Return every line of the items that contains the string "pencil".

== == ==

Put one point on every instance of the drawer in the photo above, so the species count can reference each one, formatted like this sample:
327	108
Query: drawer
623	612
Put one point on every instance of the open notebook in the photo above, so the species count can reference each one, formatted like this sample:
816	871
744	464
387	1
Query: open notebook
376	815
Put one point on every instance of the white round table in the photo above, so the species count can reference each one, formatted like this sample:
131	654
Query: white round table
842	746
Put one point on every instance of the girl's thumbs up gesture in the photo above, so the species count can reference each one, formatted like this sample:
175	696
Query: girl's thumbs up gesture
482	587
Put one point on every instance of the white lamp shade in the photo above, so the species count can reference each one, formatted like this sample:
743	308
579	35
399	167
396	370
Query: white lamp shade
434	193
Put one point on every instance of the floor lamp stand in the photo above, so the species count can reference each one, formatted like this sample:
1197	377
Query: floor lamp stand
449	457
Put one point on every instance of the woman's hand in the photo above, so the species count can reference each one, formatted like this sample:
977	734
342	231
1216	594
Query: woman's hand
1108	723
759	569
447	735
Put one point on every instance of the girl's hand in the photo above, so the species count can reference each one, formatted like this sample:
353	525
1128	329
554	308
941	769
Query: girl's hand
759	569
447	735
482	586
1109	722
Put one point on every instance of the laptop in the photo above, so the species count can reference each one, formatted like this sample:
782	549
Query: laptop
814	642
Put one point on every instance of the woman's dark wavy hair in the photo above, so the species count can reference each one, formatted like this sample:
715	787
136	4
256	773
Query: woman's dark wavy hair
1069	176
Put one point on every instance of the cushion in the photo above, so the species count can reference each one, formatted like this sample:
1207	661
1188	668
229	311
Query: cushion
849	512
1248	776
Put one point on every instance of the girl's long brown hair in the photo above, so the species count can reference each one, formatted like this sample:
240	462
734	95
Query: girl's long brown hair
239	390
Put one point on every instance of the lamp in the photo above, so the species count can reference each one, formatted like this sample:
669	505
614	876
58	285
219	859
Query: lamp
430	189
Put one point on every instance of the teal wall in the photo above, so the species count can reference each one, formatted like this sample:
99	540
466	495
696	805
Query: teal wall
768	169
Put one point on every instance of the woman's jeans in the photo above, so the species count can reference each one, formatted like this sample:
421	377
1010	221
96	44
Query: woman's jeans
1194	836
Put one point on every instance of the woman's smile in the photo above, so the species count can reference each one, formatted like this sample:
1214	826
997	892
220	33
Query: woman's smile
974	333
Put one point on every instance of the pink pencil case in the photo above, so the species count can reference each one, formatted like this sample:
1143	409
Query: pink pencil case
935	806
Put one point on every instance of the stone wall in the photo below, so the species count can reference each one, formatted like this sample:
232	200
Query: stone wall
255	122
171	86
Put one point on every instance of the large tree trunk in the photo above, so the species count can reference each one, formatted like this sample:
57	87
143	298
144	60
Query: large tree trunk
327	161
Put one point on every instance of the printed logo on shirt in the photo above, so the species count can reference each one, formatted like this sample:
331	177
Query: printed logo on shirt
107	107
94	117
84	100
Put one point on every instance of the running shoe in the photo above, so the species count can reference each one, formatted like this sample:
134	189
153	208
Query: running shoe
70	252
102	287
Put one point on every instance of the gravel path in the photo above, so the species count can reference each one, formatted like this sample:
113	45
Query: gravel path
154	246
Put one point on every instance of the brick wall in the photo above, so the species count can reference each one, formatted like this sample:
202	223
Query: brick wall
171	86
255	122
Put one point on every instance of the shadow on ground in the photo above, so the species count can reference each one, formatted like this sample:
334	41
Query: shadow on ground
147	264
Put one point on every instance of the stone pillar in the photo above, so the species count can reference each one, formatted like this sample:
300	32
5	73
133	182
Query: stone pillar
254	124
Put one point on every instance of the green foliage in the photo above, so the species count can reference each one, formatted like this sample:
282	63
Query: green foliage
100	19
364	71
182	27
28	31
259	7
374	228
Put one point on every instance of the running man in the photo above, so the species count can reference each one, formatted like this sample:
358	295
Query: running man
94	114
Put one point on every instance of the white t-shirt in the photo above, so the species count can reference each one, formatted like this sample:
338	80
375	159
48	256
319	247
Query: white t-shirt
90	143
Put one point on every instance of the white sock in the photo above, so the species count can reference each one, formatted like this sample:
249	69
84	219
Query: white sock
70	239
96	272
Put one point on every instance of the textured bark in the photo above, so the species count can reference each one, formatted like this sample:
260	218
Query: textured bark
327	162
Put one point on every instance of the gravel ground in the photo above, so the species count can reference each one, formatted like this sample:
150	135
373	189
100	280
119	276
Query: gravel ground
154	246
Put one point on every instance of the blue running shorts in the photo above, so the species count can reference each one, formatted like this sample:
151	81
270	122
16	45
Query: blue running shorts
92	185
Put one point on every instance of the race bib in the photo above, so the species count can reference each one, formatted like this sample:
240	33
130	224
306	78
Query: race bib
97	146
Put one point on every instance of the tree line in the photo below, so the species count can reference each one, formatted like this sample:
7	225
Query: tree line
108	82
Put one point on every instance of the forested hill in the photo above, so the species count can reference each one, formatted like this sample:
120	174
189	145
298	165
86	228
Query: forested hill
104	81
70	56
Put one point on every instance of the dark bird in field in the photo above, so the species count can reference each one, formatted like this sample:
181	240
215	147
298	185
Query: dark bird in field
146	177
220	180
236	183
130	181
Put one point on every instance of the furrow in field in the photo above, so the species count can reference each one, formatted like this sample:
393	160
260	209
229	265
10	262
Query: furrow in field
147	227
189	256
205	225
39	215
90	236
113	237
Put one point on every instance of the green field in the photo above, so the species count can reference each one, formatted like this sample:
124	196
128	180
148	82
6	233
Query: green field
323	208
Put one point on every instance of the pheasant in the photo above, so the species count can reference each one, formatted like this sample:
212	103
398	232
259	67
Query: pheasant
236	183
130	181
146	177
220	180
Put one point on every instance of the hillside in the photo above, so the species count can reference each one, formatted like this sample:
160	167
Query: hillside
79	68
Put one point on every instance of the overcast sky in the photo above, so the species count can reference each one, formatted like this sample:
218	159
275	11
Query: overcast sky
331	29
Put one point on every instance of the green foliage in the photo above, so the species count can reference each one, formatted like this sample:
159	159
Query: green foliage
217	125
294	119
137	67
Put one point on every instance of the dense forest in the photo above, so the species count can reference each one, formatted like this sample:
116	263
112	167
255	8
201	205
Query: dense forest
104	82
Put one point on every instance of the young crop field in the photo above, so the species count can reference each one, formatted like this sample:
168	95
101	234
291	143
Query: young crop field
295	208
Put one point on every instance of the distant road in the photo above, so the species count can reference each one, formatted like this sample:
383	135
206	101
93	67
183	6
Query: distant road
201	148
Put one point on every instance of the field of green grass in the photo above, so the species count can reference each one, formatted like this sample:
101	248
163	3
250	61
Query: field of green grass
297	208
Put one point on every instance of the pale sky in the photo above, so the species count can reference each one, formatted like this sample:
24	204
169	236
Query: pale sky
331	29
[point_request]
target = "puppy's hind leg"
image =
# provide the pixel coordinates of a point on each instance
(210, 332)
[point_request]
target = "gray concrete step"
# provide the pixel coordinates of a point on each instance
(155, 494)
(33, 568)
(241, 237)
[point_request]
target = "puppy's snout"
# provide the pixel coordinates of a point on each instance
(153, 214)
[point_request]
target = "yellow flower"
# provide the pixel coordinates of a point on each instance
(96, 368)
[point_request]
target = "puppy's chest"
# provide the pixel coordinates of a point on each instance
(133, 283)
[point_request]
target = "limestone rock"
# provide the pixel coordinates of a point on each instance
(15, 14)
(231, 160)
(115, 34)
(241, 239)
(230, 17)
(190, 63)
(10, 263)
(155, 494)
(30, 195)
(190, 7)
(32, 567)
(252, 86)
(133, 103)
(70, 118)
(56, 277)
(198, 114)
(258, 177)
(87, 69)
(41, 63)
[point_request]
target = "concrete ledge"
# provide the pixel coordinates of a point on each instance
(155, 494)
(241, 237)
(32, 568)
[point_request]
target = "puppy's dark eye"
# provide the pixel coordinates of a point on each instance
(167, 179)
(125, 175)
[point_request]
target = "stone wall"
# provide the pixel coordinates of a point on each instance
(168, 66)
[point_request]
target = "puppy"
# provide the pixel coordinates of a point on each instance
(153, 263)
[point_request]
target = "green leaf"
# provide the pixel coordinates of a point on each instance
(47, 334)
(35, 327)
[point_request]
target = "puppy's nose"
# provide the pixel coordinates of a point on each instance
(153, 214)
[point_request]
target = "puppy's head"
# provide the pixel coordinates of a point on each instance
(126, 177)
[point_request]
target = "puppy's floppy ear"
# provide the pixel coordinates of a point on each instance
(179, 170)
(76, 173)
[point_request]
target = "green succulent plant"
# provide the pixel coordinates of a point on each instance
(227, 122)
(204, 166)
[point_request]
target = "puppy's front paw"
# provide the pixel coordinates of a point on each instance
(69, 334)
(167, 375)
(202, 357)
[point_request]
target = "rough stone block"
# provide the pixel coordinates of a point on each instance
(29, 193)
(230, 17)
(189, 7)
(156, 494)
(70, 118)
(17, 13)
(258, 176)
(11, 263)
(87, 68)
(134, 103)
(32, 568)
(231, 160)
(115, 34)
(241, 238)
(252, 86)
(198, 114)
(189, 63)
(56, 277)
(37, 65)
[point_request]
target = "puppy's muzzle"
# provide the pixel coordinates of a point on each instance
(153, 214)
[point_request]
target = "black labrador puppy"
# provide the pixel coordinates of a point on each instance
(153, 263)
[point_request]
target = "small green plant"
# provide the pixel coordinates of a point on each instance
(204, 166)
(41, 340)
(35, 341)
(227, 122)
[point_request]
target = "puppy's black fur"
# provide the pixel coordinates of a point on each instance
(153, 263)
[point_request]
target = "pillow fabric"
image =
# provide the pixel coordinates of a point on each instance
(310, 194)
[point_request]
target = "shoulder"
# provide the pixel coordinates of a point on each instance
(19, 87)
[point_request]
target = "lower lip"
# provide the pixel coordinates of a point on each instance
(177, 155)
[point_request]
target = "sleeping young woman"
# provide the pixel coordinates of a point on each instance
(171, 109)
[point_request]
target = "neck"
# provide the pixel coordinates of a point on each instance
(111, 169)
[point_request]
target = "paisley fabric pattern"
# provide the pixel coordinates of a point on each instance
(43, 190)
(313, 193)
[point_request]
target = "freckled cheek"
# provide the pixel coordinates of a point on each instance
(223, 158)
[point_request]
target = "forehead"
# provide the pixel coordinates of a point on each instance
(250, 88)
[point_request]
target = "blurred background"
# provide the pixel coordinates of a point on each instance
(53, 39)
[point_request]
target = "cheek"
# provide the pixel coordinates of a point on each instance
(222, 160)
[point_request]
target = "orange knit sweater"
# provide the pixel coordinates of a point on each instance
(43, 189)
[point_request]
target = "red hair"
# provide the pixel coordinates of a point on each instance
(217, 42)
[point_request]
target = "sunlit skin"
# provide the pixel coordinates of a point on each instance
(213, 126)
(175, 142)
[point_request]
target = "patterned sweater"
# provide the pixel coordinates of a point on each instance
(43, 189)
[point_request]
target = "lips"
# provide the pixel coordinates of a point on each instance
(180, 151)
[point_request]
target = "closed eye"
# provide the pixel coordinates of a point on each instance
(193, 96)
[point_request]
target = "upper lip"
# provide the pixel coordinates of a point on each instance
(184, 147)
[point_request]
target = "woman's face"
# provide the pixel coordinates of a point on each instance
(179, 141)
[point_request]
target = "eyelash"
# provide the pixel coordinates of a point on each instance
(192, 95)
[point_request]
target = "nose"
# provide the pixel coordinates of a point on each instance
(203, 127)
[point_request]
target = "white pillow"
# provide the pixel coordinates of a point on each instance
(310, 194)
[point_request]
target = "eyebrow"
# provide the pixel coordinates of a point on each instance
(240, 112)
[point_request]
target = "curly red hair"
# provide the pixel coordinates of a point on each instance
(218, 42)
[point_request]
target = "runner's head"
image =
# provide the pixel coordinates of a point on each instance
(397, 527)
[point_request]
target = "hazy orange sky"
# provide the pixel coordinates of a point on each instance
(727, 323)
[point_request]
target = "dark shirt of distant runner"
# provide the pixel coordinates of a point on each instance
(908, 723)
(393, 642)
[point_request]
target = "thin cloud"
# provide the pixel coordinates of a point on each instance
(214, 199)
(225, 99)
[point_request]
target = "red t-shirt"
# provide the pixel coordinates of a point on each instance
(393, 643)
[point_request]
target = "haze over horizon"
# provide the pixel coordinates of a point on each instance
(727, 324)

== == ==

### [THE ANSWER]
Put one point on every instance of the pink pencil case in the photo above, so the species count can reference each one, formatted like this sample:
Query: pink pencil case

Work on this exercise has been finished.